- _WORK INSTRUCTIONS_:
Your answer should be every line of the records that contains the word "plumage".

Natural-language object grounding data:
★ ★ ★ ★ ★ ★ ★

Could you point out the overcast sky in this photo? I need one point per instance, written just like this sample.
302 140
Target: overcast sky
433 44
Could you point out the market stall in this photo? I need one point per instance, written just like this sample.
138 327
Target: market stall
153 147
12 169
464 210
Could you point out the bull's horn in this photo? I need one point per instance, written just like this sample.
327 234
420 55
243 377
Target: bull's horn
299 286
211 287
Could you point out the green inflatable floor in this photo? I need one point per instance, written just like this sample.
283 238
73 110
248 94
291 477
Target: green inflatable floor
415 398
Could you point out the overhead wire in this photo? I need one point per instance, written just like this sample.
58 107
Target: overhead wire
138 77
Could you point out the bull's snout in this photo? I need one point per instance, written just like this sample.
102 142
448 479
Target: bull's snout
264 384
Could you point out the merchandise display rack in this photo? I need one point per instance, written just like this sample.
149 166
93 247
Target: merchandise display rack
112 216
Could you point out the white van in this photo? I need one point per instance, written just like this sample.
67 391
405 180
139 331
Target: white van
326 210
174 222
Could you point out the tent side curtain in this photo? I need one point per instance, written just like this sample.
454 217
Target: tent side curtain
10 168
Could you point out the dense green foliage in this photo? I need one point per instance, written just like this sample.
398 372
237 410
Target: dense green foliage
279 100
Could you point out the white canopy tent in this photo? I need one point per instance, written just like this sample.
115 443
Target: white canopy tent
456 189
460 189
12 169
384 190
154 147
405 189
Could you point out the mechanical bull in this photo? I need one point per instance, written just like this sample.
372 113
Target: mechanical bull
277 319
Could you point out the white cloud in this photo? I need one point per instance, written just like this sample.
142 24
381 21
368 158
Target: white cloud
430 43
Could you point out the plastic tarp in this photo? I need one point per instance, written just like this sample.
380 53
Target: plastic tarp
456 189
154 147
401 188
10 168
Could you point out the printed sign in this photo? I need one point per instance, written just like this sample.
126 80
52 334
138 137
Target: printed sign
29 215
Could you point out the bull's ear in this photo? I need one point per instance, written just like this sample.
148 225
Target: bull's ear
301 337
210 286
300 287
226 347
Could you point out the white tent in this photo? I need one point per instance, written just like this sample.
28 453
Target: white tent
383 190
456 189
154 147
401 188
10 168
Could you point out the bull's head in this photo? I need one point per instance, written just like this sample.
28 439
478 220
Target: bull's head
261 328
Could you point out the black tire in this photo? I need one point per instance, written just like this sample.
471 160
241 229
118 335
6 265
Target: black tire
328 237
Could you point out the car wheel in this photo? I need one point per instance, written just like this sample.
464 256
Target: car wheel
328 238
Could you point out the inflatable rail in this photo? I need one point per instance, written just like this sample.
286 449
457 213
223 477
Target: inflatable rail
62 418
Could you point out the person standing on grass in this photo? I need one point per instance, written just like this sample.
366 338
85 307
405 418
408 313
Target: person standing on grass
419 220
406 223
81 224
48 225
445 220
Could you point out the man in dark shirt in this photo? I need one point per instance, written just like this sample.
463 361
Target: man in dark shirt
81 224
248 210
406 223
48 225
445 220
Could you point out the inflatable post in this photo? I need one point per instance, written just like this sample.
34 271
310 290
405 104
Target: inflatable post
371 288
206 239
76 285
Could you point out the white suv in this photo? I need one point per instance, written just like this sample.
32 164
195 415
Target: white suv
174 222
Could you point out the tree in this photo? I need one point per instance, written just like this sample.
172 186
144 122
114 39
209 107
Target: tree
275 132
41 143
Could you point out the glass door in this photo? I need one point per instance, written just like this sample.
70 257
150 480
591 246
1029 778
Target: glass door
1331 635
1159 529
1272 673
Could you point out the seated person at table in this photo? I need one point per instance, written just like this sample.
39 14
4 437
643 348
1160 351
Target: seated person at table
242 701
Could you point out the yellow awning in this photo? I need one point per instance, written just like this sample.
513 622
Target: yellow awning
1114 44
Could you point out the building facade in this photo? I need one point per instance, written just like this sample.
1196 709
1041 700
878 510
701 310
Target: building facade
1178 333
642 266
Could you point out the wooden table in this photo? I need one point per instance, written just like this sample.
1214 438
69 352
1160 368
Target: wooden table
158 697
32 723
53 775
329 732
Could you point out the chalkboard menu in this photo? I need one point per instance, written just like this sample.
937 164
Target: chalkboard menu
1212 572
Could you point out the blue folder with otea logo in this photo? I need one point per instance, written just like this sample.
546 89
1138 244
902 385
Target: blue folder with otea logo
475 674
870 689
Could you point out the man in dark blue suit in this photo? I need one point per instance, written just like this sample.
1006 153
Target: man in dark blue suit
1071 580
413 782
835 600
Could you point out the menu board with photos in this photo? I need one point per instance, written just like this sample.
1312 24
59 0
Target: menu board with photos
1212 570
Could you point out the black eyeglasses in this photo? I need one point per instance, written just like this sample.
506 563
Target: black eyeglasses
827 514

★ ★ ★ ★ ★ ★ ★

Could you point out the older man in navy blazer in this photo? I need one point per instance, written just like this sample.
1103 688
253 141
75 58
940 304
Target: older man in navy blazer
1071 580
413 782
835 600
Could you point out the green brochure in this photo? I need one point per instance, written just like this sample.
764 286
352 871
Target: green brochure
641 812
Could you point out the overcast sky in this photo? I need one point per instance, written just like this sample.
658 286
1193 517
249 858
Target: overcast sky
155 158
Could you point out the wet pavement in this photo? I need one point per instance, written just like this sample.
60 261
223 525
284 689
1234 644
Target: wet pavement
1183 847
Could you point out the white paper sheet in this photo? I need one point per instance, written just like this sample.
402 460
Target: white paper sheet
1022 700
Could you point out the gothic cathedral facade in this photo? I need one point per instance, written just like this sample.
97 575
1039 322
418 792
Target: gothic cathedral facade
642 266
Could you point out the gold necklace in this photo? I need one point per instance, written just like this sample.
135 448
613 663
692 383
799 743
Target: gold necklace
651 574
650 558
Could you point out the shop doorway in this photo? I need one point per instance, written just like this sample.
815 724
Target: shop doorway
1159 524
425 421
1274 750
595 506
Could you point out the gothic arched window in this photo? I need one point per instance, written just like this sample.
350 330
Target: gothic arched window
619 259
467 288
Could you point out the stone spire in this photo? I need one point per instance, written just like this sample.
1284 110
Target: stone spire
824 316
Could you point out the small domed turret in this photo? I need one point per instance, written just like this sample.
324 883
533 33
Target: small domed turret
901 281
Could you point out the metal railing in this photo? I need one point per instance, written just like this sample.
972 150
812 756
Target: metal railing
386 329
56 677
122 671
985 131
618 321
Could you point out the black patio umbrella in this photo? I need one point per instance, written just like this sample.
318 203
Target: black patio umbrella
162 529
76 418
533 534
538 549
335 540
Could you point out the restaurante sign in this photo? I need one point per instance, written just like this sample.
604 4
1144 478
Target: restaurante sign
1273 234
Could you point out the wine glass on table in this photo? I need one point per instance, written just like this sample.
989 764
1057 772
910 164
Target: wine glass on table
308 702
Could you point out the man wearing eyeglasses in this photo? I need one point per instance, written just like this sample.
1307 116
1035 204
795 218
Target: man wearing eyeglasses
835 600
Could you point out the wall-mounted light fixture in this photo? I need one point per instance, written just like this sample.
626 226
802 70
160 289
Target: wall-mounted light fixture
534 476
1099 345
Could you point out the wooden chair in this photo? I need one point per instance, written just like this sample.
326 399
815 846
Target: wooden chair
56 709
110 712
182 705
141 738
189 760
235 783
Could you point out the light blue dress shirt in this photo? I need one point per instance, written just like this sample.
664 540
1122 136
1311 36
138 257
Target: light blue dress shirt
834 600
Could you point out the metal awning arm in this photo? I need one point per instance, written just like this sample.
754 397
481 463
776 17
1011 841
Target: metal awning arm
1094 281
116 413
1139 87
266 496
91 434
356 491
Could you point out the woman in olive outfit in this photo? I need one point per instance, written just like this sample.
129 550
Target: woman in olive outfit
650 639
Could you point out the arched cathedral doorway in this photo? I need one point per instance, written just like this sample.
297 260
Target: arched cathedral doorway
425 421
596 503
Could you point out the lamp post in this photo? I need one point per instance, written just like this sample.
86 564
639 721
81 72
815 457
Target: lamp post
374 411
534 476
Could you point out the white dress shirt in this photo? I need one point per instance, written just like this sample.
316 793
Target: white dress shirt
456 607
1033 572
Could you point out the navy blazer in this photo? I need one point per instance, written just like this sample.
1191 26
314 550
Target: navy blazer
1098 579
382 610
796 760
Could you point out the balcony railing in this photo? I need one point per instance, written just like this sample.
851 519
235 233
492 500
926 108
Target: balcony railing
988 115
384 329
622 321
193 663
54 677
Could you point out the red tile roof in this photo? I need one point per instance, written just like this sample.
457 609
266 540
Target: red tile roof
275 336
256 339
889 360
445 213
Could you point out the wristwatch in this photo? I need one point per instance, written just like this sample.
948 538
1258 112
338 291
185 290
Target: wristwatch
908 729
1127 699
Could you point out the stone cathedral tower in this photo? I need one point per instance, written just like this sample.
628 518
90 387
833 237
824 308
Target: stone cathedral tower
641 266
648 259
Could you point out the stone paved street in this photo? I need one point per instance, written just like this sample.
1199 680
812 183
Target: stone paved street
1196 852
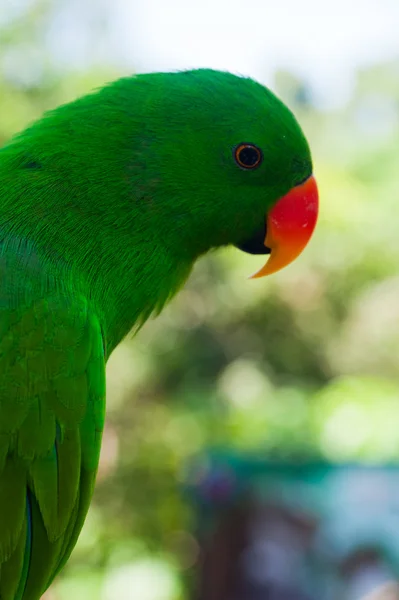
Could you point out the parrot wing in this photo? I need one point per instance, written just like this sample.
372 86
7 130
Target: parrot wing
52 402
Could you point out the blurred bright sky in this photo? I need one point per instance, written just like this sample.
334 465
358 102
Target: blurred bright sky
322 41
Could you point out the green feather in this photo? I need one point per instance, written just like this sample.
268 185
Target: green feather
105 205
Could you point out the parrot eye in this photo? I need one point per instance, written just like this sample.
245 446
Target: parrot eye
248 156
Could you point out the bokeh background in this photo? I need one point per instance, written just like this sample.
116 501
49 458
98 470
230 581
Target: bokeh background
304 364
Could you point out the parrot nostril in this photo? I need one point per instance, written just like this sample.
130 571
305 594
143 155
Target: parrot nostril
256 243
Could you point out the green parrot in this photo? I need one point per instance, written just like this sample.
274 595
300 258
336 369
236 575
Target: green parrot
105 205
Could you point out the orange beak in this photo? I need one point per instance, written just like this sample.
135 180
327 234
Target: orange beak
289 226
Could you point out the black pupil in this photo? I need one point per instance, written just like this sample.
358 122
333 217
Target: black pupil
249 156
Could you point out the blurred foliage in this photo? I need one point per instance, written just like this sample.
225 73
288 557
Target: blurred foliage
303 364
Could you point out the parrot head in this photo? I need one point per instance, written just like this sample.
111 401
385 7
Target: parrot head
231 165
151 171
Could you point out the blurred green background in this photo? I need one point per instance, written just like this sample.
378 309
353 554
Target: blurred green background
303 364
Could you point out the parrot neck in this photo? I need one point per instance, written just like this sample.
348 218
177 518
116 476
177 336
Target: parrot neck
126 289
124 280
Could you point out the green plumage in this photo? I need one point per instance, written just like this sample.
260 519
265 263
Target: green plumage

★ ★ ★ ★ ★ ★ ★

- _REPLY TO THE EXERCISE_:
Could you point out the green plumage in this photo? I need one point per instance, written just like this sample.
Target: green plumage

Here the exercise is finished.